**Task instructions:** Each line from the one that contains "Query: navy blue uniform shirt" through the end of the entries should be repeated exactly, with nothing added.

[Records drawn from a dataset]
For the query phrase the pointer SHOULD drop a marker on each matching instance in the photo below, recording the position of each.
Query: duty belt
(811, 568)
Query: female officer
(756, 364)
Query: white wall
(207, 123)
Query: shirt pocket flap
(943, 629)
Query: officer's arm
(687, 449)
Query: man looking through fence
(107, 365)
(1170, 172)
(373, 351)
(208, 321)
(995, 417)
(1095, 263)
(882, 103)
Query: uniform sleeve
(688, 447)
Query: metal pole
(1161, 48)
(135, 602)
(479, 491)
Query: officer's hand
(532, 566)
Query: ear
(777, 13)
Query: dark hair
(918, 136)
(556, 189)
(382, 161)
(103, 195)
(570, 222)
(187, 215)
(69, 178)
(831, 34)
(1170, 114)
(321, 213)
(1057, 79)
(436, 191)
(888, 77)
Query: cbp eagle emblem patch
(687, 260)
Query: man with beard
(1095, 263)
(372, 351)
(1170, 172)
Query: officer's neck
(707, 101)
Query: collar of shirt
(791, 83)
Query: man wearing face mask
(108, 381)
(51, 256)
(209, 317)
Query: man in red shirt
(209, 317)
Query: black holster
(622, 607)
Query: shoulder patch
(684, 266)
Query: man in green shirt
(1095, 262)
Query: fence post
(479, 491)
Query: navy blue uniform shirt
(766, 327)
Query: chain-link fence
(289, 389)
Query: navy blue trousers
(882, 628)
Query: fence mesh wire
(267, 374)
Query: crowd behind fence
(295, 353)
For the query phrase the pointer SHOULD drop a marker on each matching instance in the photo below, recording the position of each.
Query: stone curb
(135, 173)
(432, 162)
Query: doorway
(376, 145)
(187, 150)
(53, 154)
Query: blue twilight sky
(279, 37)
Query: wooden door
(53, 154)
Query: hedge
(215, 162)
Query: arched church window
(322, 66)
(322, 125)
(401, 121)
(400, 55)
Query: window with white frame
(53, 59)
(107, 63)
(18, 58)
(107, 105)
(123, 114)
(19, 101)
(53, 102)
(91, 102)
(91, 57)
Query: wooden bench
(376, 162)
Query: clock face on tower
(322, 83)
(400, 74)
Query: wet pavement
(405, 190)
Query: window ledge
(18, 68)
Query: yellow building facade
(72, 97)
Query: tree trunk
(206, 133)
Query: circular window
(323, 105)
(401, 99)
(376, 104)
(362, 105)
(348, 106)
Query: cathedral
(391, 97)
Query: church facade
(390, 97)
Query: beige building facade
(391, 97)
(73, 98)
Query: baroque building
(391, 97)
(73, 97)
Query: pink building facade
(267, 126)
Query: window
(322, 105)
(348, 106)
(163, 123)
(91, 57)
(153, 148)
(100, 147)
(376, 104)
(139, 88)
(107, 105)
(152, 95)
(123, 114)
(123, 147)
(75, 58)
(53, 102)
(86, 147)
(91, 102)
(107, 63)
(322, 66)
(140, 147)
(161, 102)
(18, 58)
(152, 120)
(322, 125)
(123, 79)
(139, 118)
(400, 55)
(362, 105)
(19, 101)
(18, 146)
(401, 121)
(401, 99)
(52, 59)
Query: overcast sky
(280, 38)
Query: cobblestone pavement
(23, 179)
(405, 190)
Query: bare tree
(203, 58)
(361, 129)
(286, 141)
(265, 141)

**Worked solution:**
Query: navy blue uniform shirt
(766, 327)
Query: chain-link fence
(289, 389)
Query: navy blue trousers
(882, 628)
Query: fence mesh wire
(267, 374)
Query: crowd behind fence
(295, 353)
For the query phrase the pointer SHOULD drop a marker on each matching instance in the photo below, recording the position of each.
Query: stone curb
(135, 173)
(432, 162)
Query: doorway
(376, 145)
(187, 150)
(53, 154)
Query: blue twilight sky
(279, 37)
Query: wooden door
(53, 154)
Query: hedge
(215, 162)
Query: arched church window
(322, 66)
(322, 125)
(401, 121)
(400, 55)
Query: window with white frame
(53, 59)
(107, 63)
(18, 58)
(107, 105)
(123, 114)
(19, 101)
(53, 102)
(91, 102)
(91, 57)
Query: wooden bench
(376, 162)
Query: clock face on tower
(322, 83)
(400, 74)
Query: wet pavement
(405, 190)
Query: window ledge
(18, 68)
Query: yellow building facade
(72, 97)
Query: tree trunk
(206, 133)
Query: circular window
(323, 105)
(401, 99)
(376, 104)
(362, 105)
(348, 106)
Query: cathedral
(391, 97)
Query: church facade
(390, 97)
Query: beige building facade
(391, 97)
(73, 98)
Query: baroque building
(391, 97)
(73, 97)
Query: pink building facade
(267, 126)
Query: window
(322, 105)
(348, 106)
(163, 123)
(91, 57)
(153, 148)
(100, 147)
(376, 104)
(139, 88)
(107, 105)
(152, 95)
(123, 114)
(123, 147)
(75, 58)
(53, 102)
(86, 147)
(91, 102)
(107, 63)
(322, 66)
(140, 147)
(161, 102)
(18, 58)
(152, 120)
(322, 125)
(123, 79)
(139, 118)
(400, 55)
(362, 105)
(19, 101)
(18, 146)
(401, 121)
(401, 99)
(52, 59)
Query: overcast sky
(280, 38)
Query: cobblestone pavement
(23, 179)
(405, 190)
Query: bare tree
(203, 58)
(361, 129)
(286, 141)
(265, 141)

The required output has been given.